• [EXTRACT PROVIDED]
## Begin

# alameda,ca vintage bike show



## island schwinn (Jul 13, 2011)

last year i had a few people come out and ride around during the annual car show in oct.have space donated by lbs to display some bikes and hang out.here's a link to my craigslist ad.pm here or respond to the ad with your contact info if interested,thanks,island/brian


http://sfbay.craigslist.org/eby/bik/2491622795.html


----------



## island schwinn (Aug 5, 2011)

the show is scheduled for the 8th of october.i tried to edit the post,but?????anybody interested in showing their bike,just pm me through the cabe.i have a lot of interest and need to get your info to reserve a space.this is a free event and you can also walk around and check out the car show.there will be plenty of folks on hand to guard your bikes.hope to see some of the same folks who came out last year.and some new ones also.


----------



## island schwinn (Aug 5, 2011)

here's my latest cl ad

http://sfbay.craigslist.org/eby/bik/2526838954.html


----------



## slick (Aug 6, 2011)

I can try to setup my gang to show up down there for the show but no promises. Pm me for my phone number. I can make this show big!


----------



## schwinnja (Aug 6, 2011)

Add a good ride to it and we might come north for the fun!


----------



## island schwinn (Aug 7, 2011)

the island is a great place to ride.we can have a ride along the beach after the show.it would be a blast,let me know,thanks,brian.


----------



## island schwinn (Aug 9, 2011)

pm sent.get back to me,thanks.


----------



## then8j (Aug 15, 2011)

I think that I will be able to make it over there it's only 20 minutes from my house. I plan to have my twin bar done by then...... I also have an x53 to show


----------



## island schwinn (Aug 19, 2011)

i'll be picking up some flyers at the bike shop saturday.anyone interested,please pm me with your address and i'll mail you all info and a map with times and details.thanks,brian.


----------



## island schwinn (Aug 23, 2011)

hope this comes out.flyer for the show.


----------



## island schwinn (Sep 15, 2011)

a map to the drop off point.as an option,you can park at southshore center and ride the few blocks to the show.there's more parking at the mall than around park street.


----------



## island schwinn (Sep 22, 2011)

getting down to crunch time.still lots of room.you will need specific directions due to the main street being closed for the car show.e-mail to islandschwinn@gmail for the directions.hope to see you there.


----------



## Andrew Gorman (Sep 22, 2011)

The velocipede has new bushings, the cranks now fit the axle and I'm filing down a shim on the steering handle to tighten that up.  I'm looking forward to the show, and it was a good kick in the pants to get some mechanical work done!


----------



## island schwinn (Sep 30, 2011)

only a week away.trying to get a head count.pm me so i can get an idea how many are planning on attending and get you directions.hope to see everybody there.


----------



## schwinnja (Sep 30, 2011)

SoCal crew won't make it.

Tour de Fat LA on Saturday.
Long Beach Marathon bike ride on Sunday.

Maybe next year.

We're hoping to show up for the Halloween ride in Sac town on the 29th with our crustiest bikes!


----------



## island schwinn (Sep 30, 2011)

## End

• [THINGS TO DO]
1/ What date is the show scheduled for, according to the Alameda vintage bike show thread?
2/ Carry the Alameda vintage bike show thread forward past its final line.

(Entries from a pointing dataset)
## Begin

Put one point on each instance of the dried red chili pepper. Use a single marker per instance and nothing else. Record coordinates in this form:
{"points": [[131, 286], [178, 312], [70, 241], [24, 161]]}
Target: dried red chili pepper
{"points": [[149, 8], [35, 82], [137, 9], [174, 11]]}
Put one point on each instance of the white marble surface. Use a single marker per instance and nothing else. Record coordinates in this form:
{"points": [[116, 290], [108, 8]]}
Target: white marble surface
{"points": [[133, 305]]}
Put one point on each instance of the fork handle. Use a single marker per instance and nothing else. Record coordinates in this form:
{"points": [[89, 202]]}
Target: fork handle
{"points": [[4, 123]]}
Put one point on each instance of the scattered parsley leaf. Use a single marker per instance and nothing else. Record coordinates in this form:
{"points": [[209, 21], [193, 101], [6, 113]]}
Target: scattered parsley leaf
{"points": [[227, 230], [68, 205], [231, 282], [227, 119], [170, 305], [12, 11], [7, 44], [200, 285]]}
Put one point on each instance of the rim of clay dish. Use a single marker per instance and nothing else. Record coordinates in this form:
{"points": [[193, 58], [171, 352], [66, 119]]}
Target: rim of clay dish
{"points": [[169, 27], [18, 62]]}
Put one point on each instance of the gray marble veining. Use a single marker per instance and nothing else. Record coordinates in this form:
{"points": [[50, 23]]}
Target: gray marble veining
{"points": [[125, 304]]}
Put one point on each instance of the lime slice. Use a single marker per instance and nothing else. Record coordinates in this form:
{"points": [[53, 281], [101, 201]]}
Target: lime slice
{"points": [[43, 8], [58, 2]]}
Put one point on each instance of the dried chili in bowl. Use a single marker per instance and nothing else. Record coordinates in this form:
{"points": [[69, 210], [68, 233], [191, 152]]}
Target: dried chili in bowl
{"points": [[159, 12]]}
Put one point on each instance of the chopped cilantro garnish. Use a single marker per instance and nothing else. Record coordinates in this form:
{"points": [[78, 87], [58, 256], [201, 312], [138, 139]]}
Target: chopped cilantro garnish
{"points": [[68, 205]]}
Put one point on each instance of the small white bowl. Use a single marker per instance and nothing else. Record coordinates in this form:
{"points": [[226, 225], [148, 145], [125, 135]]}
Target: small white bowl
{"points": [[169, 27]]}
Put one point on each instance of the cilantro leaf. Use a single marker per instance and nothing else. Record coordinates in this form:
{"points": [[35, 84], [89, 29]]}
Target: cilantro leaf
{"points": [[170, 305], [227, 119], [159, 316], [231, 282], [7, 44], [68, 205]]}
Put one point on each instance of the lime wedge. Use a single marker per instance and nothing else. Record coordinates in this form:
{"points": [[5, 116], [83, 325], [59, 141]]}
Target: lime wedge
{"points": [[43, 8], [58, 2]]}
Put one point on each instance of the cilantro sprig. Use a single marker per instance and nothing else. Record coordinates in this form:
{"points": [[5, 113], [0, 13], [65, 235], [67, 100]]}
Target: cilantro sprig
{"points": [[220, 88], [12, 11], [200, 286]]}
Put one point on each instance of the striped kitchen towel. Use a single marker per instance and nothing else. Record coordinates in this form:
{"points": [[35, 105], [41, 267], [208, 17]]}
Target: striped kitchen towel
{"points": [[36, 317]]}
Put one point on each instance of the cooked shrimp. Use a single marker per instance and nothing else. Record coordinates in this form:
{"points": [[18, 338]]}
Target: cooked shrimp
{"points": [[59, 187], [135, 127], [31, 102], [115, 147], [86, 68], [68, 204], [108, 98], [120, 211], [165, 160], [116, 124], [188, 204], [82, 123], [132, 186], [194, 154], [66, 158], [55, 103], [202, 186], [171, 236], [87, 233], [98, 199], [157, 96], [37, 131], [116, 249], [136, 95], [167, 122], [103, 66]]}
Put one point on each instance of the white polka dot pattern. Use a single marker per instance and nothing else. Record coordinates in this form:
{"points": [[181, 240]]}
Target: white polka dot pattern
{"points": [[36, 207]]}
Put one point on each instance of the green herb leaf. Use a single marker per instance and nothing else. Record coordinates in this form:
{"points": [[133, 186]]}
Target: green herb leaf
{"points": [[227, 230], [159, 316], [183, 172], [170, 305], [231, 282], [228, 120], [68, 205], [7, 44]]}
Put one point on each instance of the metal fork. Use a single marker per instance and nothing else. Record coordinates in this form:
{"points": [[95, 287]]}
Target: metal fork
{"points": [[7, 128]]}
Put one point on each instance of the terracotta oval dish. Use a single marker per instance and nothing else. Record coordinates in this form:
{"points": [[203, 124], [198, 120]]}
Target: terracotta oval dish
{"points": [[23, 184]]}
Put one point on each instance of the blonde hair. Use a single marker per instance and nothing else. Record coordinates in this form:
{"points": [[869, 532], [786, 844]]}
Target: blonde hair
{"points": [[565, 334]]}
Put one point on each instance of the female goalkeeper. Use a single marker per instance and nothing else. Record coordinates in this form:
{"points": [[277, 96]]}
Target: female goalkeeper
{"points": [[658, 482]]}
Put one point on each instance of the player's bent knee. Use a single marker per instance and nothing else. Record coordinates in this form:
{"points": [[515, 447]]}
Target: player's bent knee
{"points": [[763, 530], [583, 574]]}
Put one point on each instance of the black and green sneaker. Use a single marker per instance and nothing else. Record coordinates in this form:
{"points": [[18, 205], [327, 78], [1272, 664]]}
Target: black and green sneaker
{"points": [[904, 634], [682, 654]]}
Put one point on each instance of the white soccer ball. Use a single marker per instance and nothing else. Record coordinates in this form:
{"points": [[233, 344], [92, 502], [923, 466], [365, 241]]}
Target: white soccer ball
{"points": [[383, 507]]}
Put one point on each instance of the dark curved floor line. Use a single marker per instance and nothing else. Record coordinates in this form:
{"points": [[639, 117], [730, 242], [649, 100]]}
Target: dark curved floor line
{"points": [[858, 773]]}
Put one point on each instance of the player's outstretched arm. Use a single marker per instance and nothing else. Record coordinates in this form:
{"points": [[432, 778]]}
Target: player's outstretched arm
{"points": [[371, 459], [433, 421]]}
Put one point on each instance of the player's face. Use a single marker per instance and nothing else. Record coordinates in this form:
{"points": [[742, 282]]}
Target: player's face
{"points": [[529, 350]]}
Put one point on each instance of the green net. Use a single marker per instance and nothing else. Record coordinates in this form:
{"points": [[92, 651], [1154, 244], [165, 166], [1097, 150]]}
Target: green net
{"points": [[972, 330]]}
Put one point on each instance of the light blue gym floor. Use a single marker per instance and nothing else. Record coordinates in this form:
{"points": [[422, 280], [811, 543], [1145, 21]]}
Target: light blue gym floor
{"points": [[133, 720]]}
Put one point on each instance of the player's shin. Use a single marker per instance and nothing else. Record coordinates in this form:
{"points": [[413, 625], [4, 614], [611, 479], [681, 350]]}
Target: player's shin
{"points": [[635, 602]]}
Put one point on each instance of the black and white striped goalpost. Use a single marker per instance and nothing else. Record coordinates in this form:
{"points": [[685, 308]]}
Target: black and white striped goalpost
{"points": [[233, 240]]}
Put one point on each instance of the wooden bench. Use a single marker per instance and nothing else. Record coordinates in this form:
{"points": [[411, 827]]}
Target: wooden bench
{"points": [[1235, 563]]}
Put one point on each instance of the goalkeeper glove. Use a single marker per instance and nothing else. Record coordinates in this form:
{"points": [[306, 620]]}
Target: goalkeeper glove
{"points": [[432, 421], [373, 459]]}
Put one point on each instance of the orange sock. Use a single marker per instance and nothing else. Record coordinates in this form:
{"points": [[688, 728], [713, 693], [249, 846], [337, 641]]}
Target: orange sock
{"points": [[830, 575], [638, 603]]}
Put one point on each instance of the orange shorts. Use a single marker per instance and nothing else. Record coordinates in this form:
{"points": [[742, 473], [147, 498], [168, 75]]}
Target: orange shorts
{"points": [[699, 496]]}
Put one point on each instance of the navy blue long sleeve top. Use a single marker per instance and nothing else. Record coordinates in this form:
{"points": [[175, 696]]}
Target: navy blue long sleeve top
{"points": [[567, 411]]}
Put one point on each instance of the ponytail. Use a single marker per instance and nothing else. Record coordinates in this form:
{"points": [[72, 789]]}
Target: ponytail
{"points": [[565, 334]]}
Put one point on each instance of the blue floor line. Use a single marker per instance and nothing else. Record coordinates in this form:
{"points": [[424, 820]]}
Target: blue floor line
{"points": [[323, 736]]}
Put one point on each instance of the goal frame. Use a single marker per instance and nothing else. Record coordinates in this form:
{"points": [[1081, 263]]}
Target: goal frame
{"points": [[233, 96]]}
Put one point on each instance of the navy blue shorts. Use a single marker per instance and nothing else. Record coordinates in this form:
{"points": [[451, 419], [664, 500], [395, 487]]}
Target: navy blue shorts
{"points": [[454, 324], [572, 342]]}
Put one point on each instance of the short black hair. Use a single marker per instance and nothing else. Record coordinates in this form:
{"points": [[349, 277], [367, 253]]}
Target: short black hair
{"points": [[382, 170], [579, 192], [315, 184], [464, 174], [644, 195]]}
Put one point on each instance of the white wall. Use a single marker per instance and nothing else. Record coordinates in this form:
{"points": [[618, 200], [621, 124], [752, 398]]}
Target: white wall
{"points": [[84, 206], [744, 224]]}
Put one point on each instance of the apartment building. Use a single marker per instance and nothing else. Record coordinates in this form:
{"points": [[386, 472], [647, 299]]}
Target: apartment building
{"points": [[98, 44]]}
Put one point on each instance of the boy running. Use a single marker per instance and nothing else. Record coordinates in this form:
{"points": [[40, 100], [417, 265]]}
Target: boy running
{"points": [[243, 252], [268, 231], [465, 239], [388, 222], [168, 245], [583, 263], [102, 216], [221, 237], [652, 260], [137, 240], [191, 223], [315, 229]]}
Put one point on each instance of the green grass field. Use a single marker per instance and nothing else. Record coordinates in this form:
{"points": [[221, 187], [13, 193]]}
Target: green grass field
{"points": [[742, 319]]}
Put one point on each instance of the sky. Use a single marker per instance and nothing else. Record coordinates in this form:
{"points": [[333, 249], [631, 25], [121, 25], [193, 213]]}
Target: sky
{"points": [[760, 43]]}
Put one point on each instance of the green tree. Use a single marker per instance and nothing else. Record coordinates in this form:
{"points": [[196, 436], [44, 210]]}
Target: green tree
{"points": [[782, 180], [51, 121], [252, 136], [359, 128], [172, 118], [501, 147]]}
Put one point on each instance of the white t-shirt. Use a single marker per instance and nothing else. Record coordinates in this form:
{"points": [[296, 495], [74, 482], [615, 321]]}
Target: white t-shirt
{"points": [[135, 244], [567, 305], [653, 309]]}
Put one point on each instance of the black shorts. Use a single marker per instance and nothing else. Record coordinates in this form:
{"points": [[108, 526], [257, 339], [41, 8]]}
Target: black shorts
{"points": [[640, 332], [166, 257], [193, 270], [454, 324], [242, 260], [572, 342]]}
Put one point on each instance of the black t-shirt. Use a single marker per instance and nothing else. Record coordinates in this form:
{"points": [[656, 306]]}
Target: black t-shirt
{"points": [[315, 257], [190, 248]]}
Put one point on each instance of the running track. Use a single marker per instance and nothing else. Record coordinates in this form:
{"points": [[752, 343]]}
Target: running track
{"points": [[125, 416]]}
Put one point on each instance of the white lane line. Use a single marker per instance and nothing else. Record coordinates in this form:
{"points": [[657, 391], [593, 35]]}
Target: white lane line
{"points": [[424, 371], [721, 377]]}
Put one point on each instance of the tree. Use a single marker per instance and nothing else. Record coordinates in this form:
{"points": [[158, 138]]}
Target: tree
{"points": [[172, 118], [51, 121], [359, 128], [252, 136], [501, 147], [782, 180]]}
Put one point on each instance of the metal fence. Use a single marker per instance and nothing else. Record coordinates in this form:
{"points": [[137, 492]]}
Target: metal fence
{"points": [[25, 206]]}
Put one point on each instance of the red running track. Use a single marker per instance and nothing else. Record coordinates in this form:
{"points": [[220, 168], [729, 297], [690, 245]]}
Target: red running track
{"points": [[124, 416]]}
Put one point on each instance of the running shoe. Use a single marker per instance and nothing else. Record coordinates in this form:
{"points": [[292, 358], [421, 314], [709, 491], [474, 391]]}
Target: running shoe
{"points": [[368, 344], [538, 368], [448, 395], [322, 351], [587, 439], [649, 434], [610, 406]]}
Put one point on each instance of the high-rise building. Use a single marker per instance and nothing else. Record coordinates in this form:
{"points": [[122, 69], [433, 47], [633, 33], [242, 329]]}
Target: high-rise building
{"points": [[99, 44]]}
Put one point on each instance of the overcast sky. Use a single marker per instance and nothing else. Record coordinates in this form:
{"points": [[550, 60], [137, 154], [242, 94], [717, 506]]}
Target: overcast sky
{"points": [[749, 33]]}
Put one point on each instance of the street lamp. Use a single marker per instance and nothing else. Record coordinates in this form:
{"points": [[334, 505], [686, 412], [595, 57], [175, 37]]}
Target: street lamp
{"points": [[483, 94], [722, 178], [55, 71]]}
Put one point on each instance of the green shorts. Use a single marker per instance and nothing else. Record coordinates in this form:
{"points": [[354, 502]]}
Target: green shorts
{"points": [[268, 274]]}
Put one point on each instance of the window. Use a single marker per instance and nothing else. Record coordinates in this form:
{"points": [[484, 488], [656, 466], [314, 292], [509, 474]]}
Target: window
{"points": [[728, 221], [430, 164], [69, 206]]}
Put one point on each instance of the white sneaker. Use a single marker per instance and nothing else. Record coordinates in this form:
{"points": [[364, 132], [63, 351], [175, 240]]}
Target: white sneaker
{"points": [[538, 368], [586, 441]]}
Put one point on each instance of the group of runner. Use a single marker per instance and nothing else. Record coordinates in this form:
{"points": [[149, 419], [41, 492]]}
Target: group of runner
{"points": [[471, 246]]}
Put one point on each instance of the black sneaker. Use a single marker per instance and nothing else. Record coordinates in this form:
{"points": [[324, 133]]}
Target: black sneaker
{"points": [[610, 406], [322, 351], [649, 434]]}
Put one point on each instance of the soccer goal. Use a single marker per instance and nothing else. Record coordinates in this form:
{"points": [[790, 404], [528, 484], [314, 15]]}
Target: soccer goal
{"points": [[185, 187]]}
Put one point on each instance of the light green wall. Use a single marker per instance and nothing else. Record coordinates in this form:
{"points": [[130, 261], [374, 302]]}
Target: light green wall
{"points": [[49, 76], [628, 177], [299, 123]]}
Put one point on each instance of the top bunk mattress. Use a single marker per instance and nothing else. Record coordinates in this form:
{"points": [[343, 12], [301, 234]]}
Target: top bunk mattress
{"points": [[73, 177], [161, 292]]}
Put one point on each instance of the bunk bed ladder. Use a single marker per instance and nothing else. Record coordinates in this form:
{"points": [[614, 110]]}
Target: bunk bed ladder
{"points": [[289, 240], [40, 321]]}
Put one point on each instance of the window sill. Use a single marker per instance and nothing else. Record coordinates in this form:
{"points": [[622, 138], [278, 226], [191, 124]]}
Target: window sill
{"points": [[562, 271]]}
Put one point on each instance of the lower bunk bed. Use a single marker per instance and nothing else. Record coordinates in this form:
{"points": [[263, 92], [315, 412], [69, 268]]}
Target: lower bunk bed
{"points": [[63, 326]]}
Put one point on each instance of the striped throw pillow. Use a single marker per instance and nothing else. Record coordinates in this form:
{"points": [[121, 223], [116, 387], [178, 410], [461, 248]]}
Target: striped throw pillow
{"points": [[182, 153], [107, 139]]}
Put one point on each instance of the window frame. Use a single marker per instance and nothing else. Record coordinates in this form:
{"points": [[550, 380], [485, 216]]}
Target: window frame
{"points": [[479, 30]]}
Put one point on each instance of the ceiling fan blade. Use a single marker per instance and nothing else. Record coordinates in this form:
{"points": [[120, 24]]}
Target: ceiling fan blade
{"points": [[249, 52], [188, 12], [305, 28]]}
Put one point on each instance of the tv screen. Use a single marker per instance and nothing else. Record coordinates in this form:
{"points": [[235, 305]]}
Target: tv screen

## End

• [RESULTS OF THE EXERCISE]
1/ The 8th of October.

2/
well,disappointed for sure,but maybe run into you guys at the end of the month.thanks for letting me know.


----------



## island schwinn (Oct 2, 2011)

well,it's official.the bike show is now recognized by the car show sponsors and the park street business association.a big step to future shows.

http://www.shopparkstreet.com/carshow.html


scroll toward the bottom.


----------



## island schwinn (Oct 5, 2011)

only a few days left and getting crowded.let me know if you can make it.i'm working on a show for may at another big car show,but have to see how this one goes.


----------



## Andrew Gorman (Oct 5, 2011)

Crowded is good!  I'll be there with the velocipede.  Who else is coming and what are you bringing?


----------



## island schwinn (Oct 5, 2011)

mostly locals and a few cabe members,along with krate mayhem and a few friends.so cal crew and valley crew aren't making it i guess.i'm bringing my 46 autocycle and might run home and grab another bike or two.see you there,brian.


----------



## Andrew Gorman (Oct 8, 2011)

And a splendid time was had by all...  Big thanks to Brian for doing all of the legwork!


----------



## then8j (Oct 8, 2011)

Any pictures of from today? I had to work so missed out! 8-(


----------



## island schwinn (Oct 9, 2011)

i don't have a good camera,but here's a few from my phone.krate mayhem took tons of pics as usual and i'll post a link as soon as i get it.


----------



## island schwinn (Oct 9, 2011)

and a few more.


----------



## island schwinn (Oct 9, 2011)

and just a few more.just a note.in the last picture,there are bikes in there


----------



## island schwinn (Oct 9, 2011)

i want to thank krate mayhem(dave)for helping out with all his cool bikes and for taking alot of good pics.here's his photostream.

http://www.flickr.com/photos/krate-mayhem/sets/72157627849811772/


----------



## Talewinds (Oct 9, 2011)

Ahhh, love those red shoes....


----------



## island schwinn (Oct 9, 2011)

Talewinds said:


> Ahhh, love those red shoes....



red shoes? i didn't notice.


----------



## slick (Oct 10, 2011)

Sorry I missed the show. Looked awesome. So who's Bluebird and Skylark was that? A fellow Cabe member??? I would love to have those beauties!!!!


----------



## island schwinn (Oct 10, 2011)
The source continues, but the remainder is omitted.